What is expected: Please copy out every line in the records below that includes the word "tail".

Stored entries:
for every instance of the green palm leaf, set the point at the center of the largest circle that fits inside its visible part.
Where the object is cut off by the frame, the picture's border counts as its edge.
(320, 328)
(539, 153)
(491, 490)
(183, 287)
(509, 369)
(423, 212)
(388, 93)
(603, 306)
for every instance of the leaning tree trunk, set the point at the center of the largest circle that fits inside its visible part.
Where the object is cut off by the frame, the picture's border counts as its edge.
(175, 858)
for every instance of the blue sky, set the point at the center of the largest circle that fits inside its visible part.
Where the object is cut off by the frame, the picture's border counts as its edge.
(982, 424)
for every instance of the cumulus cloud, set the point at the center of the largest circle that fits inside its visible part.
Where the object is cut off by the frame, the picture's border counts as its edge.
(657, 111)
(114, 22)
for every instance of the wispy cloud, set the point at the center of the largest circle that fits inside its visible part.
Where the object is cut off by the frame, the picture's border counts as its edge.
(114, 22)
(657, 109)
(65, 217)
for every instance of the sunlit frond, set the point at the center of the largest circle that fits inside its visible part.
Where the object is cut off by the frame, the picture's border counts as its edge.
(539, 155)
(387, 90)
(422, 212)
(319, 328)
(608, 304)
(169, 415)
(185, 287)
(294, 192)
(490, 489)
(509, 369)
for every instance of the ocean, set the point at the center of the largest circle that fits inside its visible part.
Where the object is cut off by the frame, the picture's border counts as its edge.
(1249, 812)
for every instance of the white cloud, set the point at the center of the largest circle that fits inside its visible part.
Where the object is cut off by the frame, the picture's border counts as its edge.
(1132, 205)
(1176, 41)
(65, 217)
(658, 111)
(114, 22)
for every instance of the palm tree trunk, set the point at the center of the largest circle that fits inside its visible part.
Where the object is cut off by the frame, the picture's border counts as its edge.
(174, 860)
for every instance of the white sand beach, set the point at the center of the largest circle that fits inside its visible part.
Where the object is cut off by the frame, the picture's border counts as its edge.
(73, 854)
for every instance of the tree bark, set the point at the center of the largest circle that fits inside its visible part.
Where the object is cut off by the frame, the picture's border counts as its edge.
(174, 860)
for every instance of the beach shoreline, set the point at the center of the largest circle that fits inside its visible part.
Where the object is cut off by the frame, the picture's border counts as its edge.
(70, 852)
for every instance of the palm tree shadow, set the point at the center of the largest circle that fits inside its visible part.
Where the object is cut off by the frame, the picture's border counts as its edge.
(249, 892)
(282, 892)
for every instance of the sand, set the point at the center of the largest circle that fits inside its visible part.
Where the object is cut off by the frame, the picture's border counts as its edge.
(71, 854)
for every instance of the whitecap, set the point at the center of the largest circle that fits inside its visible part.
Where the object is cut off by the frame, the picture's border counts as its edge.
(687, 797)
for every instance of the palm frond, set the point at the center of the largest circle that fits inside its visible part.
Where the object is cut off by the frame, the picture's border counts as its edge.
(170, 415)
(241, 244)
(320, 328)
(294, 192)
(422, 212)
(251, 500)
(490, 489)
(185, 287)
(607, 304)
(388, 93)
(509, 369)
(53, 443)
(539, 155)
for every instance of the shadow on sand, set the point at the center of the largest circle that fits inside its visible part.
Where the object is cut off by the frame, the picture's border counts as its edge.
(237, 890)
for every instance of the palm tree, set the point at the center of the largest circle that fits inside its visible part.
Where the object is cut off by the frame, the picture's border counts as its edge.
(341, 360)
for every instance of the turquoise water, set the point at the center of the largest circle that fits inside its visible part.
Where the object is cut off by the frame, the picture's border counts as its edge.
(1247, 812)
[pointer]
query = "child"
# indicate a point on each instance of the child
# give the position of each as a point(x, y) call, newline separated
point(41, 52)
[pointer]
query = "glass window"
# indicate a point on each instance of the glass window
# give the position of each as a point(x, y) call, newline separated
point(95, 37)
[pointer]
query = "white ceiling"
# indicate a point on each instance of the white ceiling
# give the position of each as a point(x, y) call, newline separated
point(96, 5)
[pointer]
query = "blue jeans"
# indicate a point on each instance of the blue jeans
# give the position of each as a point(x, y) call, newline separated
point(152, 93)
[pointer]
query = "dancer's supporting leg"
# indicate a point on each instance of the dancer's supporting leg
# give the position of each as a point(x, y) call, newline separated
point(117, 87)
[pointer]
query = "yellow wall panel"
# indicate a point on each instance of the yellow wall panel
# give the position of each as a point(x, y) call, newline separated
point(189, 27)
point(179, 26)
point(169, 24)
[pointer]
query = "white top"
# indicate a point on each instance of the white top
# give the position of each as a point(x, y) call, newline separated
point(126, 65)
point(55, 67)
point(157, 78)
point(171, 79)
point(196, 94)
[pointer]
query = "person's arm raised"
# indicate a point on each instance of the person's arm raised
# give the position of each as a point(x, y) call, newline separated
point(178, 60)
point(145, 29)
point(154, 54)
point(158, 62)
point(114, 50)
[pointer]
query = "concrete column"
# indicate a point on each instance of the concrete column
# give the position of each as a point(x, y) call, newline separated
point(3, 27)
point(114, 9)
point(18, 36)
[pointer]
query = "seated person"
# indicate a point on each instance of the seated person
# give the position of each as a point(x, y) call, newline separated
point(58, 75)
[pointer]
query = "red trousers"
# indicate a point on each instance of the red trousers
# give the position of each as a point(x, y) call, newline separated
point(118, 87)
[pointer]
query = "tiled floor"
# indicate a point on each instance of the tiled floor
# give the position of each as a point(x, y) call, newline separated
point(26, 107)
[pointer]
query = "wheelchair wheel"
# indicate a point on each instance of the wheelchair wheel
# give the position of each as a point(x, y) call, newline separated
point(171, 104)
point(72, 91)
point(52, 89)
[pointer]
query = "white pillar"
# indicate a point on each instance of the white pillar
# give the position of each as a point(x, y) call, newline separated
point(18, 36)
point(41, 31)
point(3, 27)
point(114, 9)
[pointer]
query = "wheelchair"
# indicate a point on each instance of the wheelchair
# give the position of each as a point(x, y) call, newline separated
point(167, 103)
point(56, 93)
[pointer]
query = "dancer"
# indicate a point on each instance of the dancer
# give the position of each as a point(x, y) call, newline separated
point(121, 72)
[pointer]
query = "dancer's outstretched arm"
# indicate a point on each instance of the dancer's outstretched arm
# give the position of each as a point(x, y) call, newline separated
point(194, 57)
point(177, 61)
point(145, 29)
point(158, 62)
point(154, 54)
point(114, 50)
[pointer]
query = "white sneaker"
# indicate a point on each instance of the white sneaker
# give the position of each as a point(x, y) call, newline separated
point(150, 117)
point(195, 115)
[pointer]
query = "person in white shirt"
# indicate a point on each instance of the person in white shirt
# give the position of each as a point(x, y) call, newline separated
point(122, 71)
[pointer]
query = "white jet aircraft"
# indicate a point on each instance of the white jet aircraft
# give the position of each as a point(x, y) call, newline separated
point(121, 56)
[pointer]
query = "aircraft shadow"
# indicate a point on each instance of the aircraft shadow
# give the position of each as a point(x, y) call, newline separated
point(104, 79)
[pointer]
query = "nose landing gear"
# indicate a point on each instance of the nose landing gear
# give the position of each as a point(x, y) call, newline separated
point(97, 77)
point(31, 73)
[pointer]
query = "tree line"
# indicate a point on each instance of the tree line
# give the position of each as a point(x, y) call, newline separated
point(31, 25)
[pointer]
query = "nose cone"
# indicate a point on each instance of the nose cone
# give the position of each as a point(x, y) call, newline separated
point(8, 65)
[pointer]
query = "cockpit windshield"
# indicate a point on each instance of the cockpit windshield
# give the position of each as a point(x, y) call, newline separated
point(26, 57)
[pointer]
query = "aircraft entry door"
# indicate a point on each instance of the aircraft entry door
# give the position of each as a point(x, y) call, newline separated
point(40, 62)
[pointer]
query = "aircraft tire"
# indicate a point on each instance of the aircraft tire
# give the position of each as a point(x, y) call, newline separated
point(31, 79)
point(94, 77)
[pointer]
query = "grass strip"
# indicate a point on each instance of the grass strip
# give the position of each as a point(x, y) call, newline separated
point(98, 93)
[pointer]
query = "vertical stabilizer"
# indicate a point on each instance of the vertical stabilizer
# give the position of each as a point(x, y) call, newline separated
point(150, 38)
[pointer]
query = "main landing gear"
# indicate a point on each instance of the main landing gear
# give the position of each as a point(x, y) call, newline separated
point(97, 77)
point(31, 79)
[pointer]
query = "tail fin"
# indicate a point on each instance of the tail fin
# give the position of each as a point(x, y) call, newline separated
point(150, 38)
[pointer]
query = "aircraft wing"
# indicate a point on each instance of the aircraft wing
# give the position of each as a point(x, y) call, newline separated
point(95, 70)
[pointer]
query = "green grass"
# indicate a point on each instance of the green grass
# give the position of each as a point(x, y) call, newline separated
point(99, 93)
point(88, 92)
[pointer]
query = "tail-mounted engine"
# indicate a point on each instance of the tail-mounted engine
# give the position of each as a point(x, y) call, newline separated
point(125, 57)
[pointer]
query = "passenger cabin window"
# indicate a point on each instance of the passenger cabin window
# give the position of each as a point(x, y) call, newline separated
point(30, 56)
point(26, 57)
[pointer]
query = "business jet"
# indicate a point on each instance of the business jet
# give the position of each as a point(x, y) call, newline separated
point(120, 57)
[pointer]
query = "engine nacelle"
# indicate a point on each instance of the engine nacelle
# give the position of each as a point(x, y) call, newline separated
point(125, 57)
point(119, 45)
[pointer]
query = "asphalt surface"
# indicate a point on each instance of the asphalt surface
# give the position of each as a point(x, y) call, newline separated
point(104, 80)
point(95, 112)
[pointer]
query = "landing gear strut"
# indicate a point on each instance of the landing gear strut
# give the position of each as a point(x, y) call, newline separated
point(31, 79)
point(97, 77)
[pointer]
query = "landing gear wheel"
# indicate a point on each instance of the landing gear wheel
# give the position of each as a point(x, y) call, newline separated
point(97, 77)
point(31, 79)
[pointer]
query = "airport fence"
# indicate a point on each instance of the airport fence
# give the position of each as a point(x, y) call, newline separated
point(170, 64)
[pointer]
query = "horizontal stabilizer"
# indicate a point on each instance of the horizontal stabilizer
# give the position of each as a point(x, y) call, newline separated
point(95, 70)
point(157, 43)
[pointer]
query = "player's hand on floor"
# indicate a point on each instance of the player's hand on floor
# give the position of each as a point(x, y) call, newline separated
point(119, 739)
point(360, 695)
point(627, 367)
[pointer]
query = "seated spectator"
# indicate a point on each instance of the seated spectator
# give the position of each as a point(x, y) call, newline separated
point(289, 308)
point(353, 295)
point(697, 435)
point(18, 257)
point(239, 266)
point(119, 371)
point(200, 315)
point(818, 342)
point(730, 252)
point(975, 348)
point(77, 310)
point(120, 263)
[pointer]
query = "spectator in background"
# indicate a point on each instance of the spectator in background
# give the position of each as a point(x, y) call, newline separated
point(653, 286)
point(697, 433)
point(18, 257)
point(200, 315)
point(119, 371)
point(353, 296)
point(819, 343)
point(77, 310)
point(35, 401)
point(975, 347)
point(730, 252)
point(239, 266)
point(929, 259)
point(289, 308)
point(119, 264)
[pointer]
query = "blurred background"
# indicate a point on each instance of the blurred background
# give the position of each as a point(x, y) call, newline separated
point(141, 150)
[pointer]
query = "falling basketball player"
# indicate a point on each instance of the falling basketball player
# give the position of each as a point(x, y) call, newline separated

The answer:
query = "tail fin"
# indicate a point on each instance of the tail fin
query = "tail-mounted engine"
# indicate a point on each instance of the tail-mounted engine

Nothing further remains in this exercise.